# Tekstblok:
☆ ☆ ☆ ☆ ☆ ☆ ☆

Bij arrest van 31 mei 2011 heeft het gerechtshof te ’s-Gravenhage het vonnis van de rechtbank vernietigd en de vorderingen van Spector afgewezen. Daarbij is onder meer overwogen:

6. Met haareerstegrief keert [gedaagde] zich tegen de verwerping door de rechtbank van haar standpunt dat niet zij, maar de naar Engels recht opgerichte vennootschap [naam vennootschap] partij was bij de op 26 juli 2004 gesloten overeenkomsten. [gedaagde] betoogt dat Spector en [naam vennootschap] al sedert 1995 zaken met elkaar deden, dat altijd duidelijk is aangegeven dat [gedaagde] handelde namens [naam vennootschap], dat facturen door Spector ook altijd aan [naam vennootschap] werden gericht en dat Spector bij een eerder geschil over een fotomachine [naam vennootschap] heeft gedagvaard. Daarnaast heeft [gedaagde] erop gewezen dat [naam vennootschap] blijkens het Handelsregister de handelsnaam [naam studio] voert en dat [naam vennootschap] ook aanslagen van de belastingdienst heeft ontvangen.
(…)

☆ ☆ ☆ ☆ ☆ ☆ ☆

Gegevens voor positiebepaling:
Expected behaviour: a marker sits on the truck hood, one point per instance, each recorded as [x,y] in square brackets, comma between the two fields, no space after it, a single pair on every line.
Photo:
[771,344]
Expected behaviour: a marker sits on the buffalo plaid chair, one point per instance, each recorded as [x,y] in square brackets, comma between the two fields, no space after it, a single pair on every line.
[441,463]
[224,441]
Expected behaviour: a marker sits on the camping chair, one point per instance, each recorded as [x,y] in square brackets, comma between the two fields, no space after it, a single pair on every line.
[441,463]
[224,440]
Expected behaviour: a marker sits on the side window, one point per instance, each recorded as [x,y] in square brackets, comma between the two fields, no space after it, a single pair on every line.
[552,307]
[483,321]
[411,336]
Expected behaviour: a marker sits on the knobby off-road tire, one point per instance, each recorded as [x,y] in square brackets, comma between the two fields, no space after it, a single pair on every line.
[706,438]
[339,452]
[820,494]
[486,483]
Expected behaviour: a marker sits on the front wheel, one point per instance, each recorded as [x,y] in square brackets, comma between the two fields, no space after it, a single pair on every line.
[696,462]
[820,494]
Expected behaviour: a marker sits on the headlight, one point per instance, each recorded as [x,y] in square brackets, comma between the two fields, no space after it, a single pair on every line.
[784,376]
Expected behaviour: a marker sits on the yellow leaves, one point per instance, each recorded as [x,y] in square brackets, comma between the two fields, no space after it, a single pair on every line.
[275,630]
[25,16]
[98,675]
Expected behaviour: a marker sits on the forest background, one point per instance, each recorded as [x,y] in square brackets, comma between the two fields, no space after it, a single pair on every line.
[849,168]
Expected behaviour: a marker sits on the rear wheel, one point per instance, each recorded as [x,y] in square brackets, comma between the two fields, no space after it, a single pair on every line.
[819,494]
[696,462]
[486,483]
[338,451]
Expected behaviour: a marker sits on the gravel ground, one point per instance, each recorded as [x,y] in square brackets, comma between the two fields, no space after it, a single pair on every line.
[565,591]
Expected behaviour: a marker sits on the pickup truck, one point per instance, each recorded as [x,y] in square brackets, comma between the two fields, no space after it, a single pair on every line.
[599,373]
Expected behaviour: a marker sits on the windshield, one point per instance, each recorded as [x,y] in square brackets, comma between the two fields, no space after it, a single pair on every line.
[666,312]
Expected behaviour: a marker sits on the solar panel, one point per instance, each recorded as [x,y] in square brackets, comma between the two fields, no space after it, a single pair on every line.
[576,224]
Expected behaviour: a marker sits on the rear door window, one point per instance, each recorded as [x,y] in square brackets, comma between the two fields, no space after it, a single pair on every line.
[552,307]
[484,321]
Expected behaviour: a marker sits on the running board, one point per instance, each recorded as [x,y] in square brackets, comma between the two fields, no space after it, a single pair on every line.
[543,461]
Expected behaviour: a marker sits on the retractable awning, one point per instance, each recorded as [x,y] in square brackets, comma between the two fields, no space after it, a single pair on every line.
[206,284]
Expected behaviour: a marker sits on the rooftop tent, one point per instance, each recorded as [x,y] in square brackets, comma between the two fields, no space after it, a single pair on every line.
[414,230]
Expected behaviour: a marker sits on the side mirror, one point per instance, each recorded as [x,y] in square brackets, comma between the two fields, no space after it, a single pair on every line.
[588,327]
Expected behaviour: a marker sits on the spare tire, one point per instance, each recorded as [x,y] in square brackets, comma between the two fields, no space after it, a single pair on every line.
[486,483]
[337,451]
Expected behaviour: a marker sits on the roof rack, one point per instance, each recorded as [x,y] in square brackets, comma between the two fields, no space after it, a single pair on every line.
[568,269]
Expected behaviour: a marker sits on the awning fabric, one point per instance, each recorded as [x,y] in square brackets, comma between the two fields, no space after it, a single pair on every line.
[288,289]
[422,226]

☆ ☆ ☆ ☆ ☆ ☆ ☆

# Opdrachten:
A. Neem uit het fragment over het arrest letterlijk alles over vanaf "6. Met haareerstegrief" tot en met "belastingdienst heeft ontvangen.".
B. Stemmen de volgende beweringen overeen met het fragment over het arrest? Antwoord per bewering met ja of nee en citeer letterlijk de woorden uit het fragment die de doorslag geven.
(i) Het gerechtshof te ’s-Gravenhage heeft de vorderingen van Spector toegewezen.
(ii) Volgens [gedaagde] deden Spector en [naam vennootschap] al sedert 1995 zaken met elkaar.
(iii) De overeenkomsten waar het om gaat, werden op 26 juli 2004 gesloten.
C. Pak het fragment over het arrest op na de laatste zin en schrijf het verder.

# De resultaten:
A.
6. Met haareerstegrief keert [gedaagde] zich tegen de verwerping door de rechtbank van haar standpunt dat niet zij, maar de naar Engels recht opgerichte vennootschap [naam vennootschap] partij was bij de op 26 juli 2004 gesloten overeenkomsten. [gedaagde] betoogt dat Spector en [naam vennootschap] al sedert 1995 zaken met elkaar deden, dat altijd duidelijk is aangegeven dat [gedaagde] handelde namens [naam vennootschap], dat facturen door Spector ook altijd aan [naam vennootschap] werden gericht en dat Spector bij een eerder geschil over een fotomachine [naam vennootschap] heeft gedagvaard. Daarnaast heeft [gedaagde] erop gewezen dat [naam vennootschap] blijkens het Handelsregister de handelsnaam [naam studio] voert en dat [naam vennootschap] ook aanslagen van de belastingdienst heeft ontvangen.

B.
(i) Nee: "de vorderingen van Spector afgewezen".
(ii) Ja: "dat Spector en [naam vennootschap] al sedert 1995 zaken met elkaar deden".
(iii) Ja: "de op 26 juli 2004 gesloten overeenkomsten".

C.
7. Het hof stelt vast dat de schriftelijk vastgelegde overeenkomsten van 26 juli 2004 (hierna: de contracten) beide als contractspartij vermelden Spector aan de ene zijde en [naam vennootschap] aan de andere zijde. Blijkens de contracten is [naam vennootschap] daarbij vertegenwoordigd door [gedaagde], die deze contracten ook heeft ondertekend namens [naam vennootschap]. Dat betekent dat [naam vennootschap], en niet (tevens) [gedaagde] de contractspartner is van Spector. Het hof wijst in dit verband op de bewijskracht van deze contracten. Het zijn immers onderhandse akten, die op grond van artikel 157, tweede lid van het Wetboek van Burgerlijke Rechtsvordering (Rv) tussen partijen dwingend bewijs opleveren. Ook het bij de overeenkomsten behorende, door partijen geparagrafeerde “Betalingsplan minilab” (…) is op naam gesteld van alleen [naam vennootschap]. Zonder nadere toelichting, die Spector niet heeft gegeven, valt dan ook niet in te zien op grond waarvan ook (de eenmanszaak van) [gedaagde] aan de contracten zou zijn gebonden. Dat de contracten op de laatste pagina’s onder de handtekening van [gedaagde] tevens een stempel dragen van “[naam studio]” te Terneuzen, is daarvoor niet redengevend, nu [naam studio] blijkens het Handelsregister de handelsnaam is van [naam vennootschap] en met de stempels dus niet (zonder meer) naar een andere partij dan [naam vennootschap] wordt verwezen. Ook het feit dat ten tijde van de uitvoering van de overeenkomsten brieven zijn uitgegaan die waren gericht aan [gedaagde], h.o.d.n. [naam studio]” en waarop werd gereageerd door [gedaagde] kan niet meebrengen dat (de eenmanszaak van) [gedaagde] alsnog bij de overeenkomsten partij is geworden. Ten slotte kan ook het enkele feit dat op 24 augustus 2004 blijkens het Handelsregister is geregistreerd dat de vennootschap [naam vennootschap] met ingang van 14 mei 1996 is opgeheven niet met zich brengen dat niet deze vennootschap, maar (de eenmanszaak van) [gedaagde] geacht moet worden van meet af aan bij de overeenkomsten partij te zijn geweest of geacht moet worden (in de loop der tijd) in de plaats van [naam vennootschap] als partij te zijn getreden (…)
2.6.
Tegen het arrest van 31 mei 2011 is geen cassatie ingesteld.

3.Het geschil

3.1.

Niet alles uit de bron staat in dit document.